§ **TASK PROMPT**: Rewrite the data below, swapping each "bounding box" for "rectangle" and leaving everything else unchanged.

▬▬▬

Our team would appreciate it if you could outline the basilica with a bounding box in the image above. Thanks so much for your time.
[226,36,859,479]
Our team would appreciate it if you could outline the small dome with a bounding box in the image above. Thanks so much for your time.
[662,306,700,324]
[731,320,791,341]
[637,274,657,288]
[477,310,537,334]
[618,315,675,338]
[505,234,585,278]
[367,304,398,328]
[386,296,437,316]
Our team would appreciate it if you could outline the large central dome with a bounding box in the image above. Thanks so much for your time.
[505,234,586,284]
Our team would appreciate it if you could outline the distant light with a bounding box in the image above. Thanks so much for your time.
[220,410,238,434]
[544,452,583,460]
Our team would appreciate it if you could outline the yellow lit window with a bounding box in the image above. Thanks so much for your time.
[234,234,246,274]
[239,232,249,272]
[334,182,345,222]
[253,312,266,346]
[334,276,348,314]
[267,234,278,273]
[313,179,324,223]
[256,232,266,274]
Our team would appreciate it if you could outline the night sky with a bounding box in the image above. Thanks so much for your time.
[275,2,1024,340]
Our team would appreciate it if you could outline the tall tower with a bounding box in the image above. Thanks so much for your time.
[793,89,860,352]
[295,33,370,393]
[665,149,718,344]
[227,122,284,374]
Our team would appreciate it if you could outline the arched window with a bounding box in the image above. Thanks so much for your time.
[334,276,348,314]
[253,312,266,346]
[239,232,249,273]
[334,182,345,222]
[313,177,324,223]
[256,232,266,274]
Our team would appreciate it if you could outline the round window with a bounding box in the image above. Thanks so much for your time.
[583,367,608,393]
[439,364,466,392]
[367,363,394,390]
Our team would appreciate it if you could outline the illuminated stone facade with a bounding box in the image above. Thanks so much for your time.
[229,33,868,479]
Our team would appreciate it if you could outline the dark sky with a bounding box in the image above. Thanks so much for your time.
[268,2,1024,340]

▬▬▬

§ **ANSWER TO THIS PROBLEM**:
Our team would appreciate it if you could outline the basilica with a rectangle in the image above. Thanks so much for your time.
[226,36,859,479]
Our team would appreciate it if you could outline the small dome with a rectangle in the image above. Thanks so much for your time.
[662,306,700,324]
[731,320,791,341]
[637,274,657,288]
[477,310,537,334]
[618,315,675,338]
[505,234,585,278]
[367,304,398,328]
[386,296,437,316]
Our team would appreciate it if you could outline the large central dome with a rectangle in the image above. Thanks so much for your time.
[505,234,586,284]
Our team would appreciate it if you could outline the distant light with a rectangle in the image above. Thanks so much for your time.
[220,410,238,434]
[544,452,583,460]
Our team would appreciate it if you could outline the yellow lit window with a rectangle in the image above. Thanks so much for your time.
[234,234,246,274]
[239,232,249,272]
[334,182,345,222]
[253,312,266,346]
[334,276,348,314]
[267,234,278,273]
[313,179,324,223]
[256,232,266,274]
Our team would appreciate it if you could outline the night sky with a rectangle in the image above. Thanks so much for your time.
[275,2,1024,340]
Our team would appreciate it if you could outline the tall tower with a rectangle in the image above. Thanks so much for your time.
[793,89,860,352]
[295,33,370,393]
[665,149,718,344]
[227,122,284,374]
Our team would appreciate it if you could outline the arched window with a rectangle in the image above. Thanks so much for your time.
[334,276,348,314]
[253,312,266,346]
[239,232,249,273]
[334,182,345,222]
[313,177,324,223]
[256,232,266,274]
Our team would appreciate it if you could outline the round window with a rectangle in the image above. Thanks so much for your time.
[583,367,608,393]
[439,364,466,392]
[367,363,394,390]
Our team would appreciate it if you could outline the illuminated stone facade with a rectangle in the image above. Thanks so much for your time.
[229,33,868,479]
Our team would appreciate it if you could outline the dark sky with a rectangle in the image above. Thanks so much for your time.
[268,2,1024,340]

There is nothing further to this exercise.